- _Goal_
Pick out and copy every line of the items below that contains the string "inside". Case counts.
* START Information given *
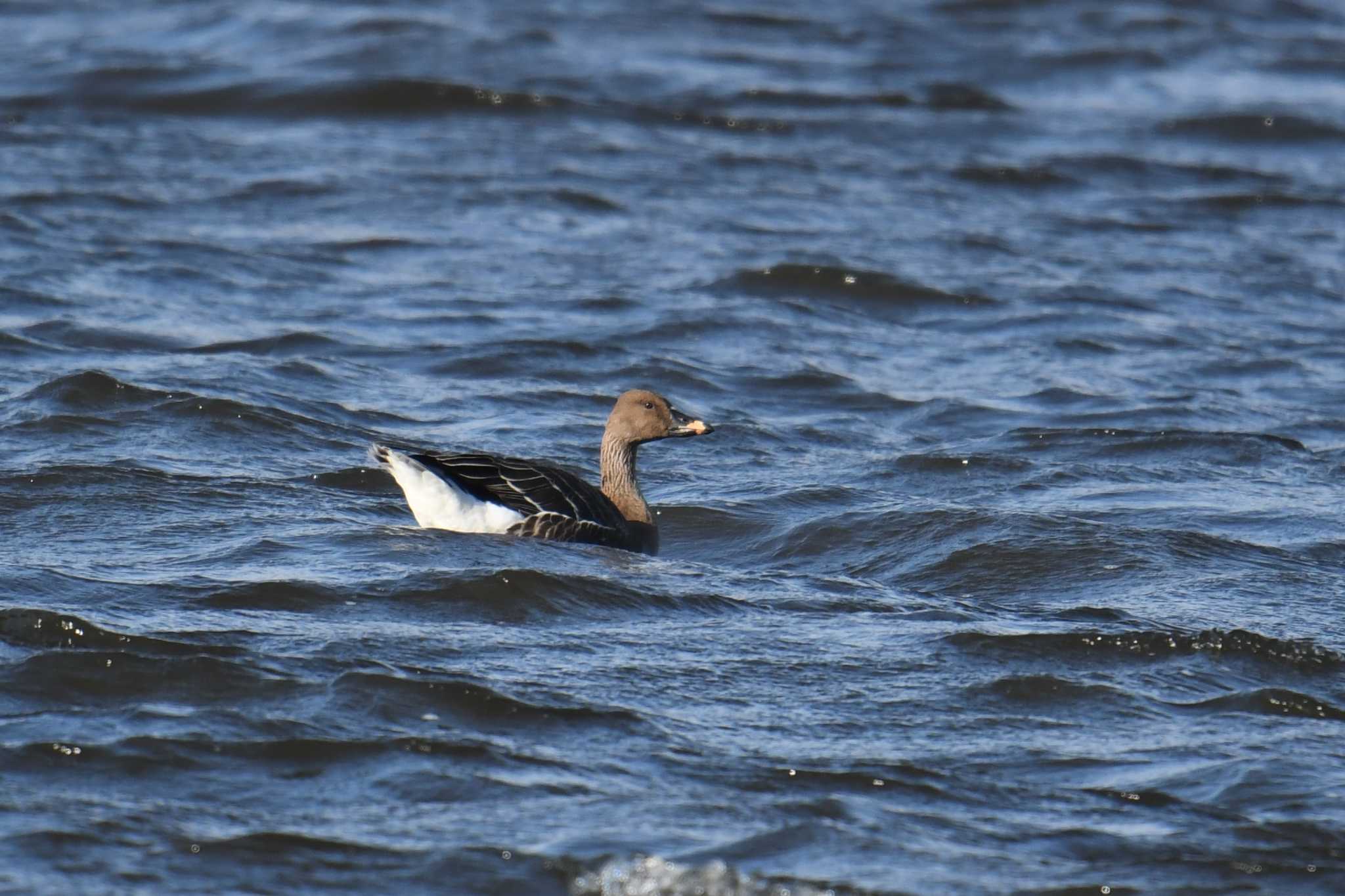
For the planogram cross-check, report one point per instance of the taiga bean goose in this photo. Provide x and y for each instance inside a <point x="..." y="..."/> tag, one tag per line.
* END Information given *
* START Information given *
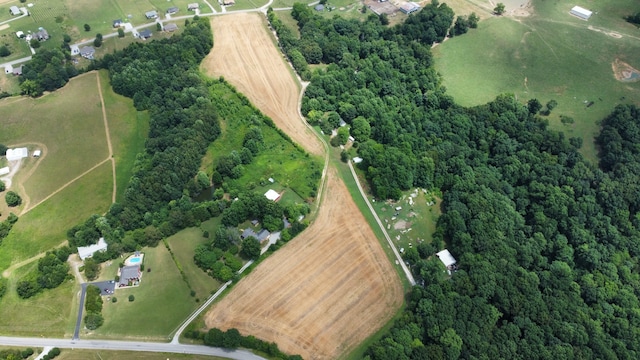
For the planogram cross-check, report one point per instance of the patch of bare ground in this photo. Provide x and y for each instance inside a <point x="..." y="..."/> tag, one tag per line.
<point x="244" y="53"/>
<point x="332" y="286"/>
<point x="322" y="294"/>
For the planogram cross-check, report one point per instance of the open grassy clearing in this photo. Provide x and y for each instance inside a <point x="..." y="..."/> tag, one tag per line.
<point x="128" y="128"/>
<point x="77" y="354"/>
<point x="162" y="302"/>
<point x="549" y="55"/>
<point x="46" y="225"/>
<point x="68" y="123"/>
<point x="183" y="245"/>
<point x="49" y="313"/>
* END Information given *
- _Exercise answer_
For the planogram cross-check, report one point per instance of the taiga bean goose in this photo. Provide x and y for each instance inside a <point x="..." y="..."/> tag, one tag per line.
For the planogram cross-check, report one point per instance of the patch of bare ground in this photo. Provide x and y for each instance inside a <point x="..." y="..."/> tag, one tag per line.
For the planogram cross-check, report one point per instance of the open grassy clearing in this photo. Provide x and y for each instance inside a <point x="..." y="..."/> tag, one tag per line.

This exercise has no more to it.